Short problem
Pick out every line of the items that contains the string "target" and copy each one. Case counts.

Image outline annotation entries:
>>>>>

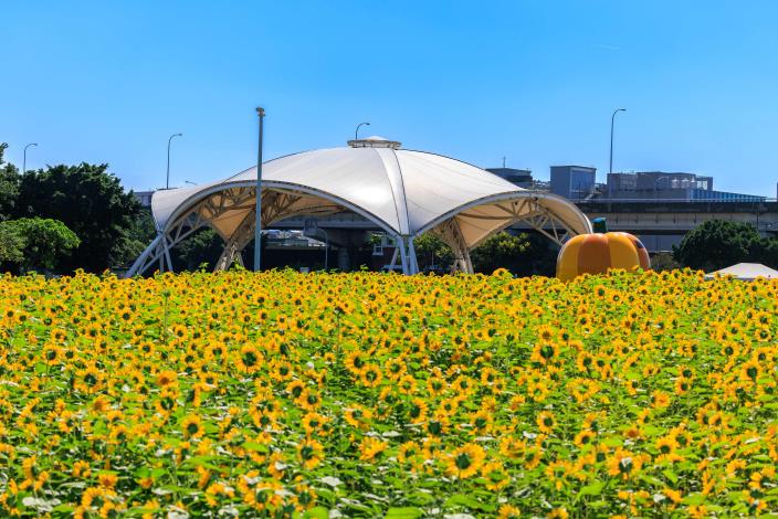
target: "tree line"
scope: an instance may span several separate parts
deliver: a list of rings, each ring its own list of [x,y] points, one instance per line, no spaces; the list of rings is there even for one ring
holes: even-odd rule
[[[0,271],[101,273],[135,258],[154,234],[148,211],[108,165],[22,173],[0,145]]]
[[[108,165],[49,166],[22,173],[0,144],[0,273],[71,274],[127,267],[155,234],[150,211],[125,191]],[[172,251],[177,269],[213,265],[223,247],[210,229]],[[250,248],[253,247],[253,244]],[[417,239],[419,265],[448,272],[453,253],[432,233]],[[516,275],[554,275],[558,246],[537,233],[498,233],[471,252],[476,272],[504,267]],[[778,267],[778,239],[749,224],[712,220],[688,232],[661,267],[706,272],[740,262]],[[656,262],[660,267],[660,262]]]

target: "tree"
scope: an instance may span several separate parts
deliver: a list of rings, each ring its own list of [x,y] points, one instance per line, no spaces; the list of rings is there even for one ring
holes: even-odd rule
[[[149,208],[140,208],[138,216],[125,230],[122,237],[111,250],[111,265],[129,265],[144,252],[157,233]]]
[[[140,214],[140,202],[122,188],[107,165],[55,166],[28,171],[19,182],[14,218],[41,216],[63,222],[80,239],[67,272],[102,272],[129,261],[129,231]]]
[[[0,222],[0,267],[3,264],[19,264],[24,260],[24,239],[15,225],[8,223]]]
[[[759,233],[748,223],[708,220],[673,246],[673,258],[694,269],[717,271],[735,263],[758,261],[761,242]]]
[[[210,227],[201,229],[183,240],[174,250],[177,269],[196,271],[203,263],[213,268],[224,251],[224,241]]]
[[[0,222],[11,218],[19,195],[19,169],[4,161],[6,142],[0,142]]]
[[[40,218],[0,222],[0,236],[2,235],[18,237],[15,239],[17,251],[11,251],[2,260],[19,264],[23,272],[32,269],[55,271],[61,261],[67,257],[81,243],[78,236],[64,223]],[[11,239],[9,242],[11,246],[14,245],[13,241],[14,239]]]
[[[518,276],[554,275],[558,250],[549,246],[547,237],[539,234],[506,232],[486,239],[473,248],[470,257],[473,269],[491,274],[497,268],[507,268]]]
[[[419,268],[423,272],[428,268],[440,267],[449,272],[454,262],[454,253],[443,240],[434,233],[428,232],[413,240],[416,258]]]

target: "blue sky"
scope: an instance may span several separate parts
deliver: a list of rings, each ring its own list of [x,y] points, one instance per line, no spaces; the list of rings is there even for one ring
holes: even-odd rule
[[[28,167],[202,182],[355,126],[482,167],[692,171],[776,195],[778,2],[3,2],[0,141]]]

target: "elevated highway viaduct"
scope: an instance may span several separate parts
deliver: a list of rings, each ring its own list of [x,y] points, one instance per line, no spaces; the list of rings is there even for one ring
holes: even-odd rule
[[[591,200],[576,202],[589,219],[604,218],[610,231],[632,233],[650,252],[670,251],[684,234],[708,220],[745,222],[763,236],[778,236],[778,201],[715,202],[679,200]],[[277,222],[276,229],[302,229],[303,219]],[[362,243],[367,232],[380,231],[375,224],[354,213],[339,213],[318,220],[318,226],[332,230],[336,245]],[[516,231],[532,231],[526,223],[512,225]]]

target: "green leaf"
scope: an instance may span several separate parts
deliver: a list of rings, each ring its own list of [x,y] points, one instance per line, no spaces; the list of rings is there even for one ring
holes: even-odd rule
[[[306,510],[306,512],[303,515],[305,519],[328,519],[329,518],[329,510],[327,510],[324,507],[315,507],[312,508],[311,510]]]
[[[244,442],[243,448],[245,448],[246,451],[253,451],[255,453],[263,453],[263,454],[267,454],[270,452],[267,449],[267,445],[265,445],[263,443],[256,443],[256,442]]]
[[[386,519],[416,519],[417,517],[421,517],[421,510],[418,508],[390,508],[387,510]]]
[[[606,484],[598,481],[598,483],[592,483],[591,485],[587,485],[586,487],[581,488],[578,491],[578,497],[584,497],[584,496],[599,496],[602,492],[602,487],[604,487]]]

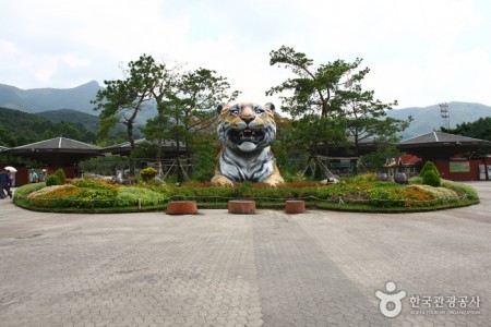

<<<<<

Response to the exercise
target: "tree line"
target: "tree"
target: "blue sky"
target: "elevated highway viaduct"
target: "green leaf"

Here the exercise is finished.